• [Texto de origen]:

+++++

Giovanni y yo ya no tenemos diálogos extensos como antes. Hoy nos limitamos a decirnos comentarios puntuales como: “¡Esta verga se jodió, Giovanni!”, “¿Para qué ir a votar, verdad?”, “¡Mira la marea roja! Son cuatro pelagatos”, “Menos mal cargo mi camisa roja y los policías me dejan pasar rapidito. Me da miedo con “El catire” porque parece un gringo”. Entre cada comentario, nos reímos. Callamos. Volvemos a reír. Y así vamos rodando por toda la ciudad. Esta es nuestra nueva manera de hacer terapia.

+++++

• [Extracto de datos]:
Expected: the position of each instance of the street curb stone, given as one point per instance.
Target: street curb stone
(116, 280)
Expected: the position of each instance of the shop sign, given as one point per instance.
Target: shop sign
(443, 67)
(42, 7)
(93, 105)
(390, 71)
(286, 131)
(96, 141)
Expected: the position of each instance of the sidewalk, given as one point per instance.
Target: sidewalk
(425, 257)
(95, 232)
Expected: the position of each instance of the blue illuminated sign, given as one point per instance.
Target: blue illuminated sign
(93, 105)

+++++

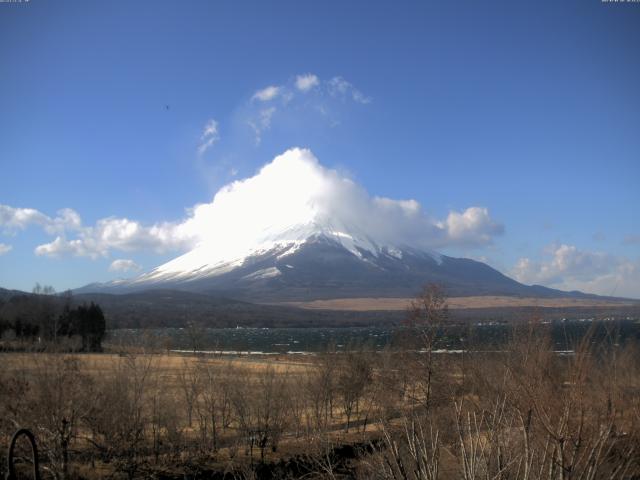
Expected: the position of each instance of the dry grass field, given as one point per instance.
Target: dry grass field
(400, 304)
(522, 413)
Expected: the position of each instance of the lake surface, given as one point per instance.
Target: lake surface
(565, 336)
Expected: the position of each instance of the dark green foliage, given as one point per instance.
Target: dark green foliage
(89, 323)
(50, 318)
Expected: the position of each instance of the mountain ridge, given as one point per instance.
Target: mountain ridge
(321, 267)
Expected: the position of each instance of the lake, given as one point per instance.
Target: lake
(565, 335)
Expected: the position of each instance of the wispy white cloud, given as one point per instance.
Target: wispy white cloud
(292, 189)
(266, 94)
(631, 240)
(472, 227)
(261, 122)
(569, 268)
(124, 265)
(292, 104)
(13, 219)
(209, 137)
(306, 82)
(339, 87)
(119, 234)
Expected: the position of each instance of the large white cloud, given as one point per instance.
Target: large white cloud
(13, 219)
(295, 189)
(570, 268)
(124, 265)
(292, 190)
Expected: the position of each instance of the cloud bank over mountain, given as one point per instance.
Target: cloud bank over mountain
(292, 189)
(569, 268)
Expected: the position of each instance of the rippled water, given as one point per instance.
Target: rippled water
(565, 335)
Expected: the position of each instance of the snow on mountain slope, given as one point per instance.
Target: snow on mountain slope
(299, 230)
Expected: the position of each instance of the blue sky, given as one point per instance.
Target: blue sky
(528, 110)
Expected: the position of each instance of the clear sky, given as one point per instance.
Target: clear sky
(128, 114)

+++++

• [Instrucciones de trabajo]:
**a)** Reproduce del fragmento sobre Giovanni el tramo que va desde "Giovanni y yo" hasta "de hacer terapia.".
**b)** Según el fragmento sobre Giovanni, ¿qué es para ellos esa costumbre de comentar, reír y callar mientras van rodando por la ciudad?

• [Resultados en orden]:
**a)**
Giovanni y yo ya no tenemos diálogos extensos como antes. Hoy nos limitamos a decirnos comentarios puntuales como: “¡Esta verga se jodió, Giovanni!”, “¿Para qué ir a votar, verdad?”, “¡Mira la marea roja! Son cuatro pelagatos”, “Menos mal cargo mi camisa roja y los policías me dejan pasar rapidito. Me da miedo con “El catire” porque parece un gringo”. Entre cada comentario, nos reímos. Callamos. Volvemos a reír. Y así vamos rodando por toda la ciudad. Esta es nuestra nueva manera de hacer terapia.

**b)** Es su nueva manera de hacer terapia.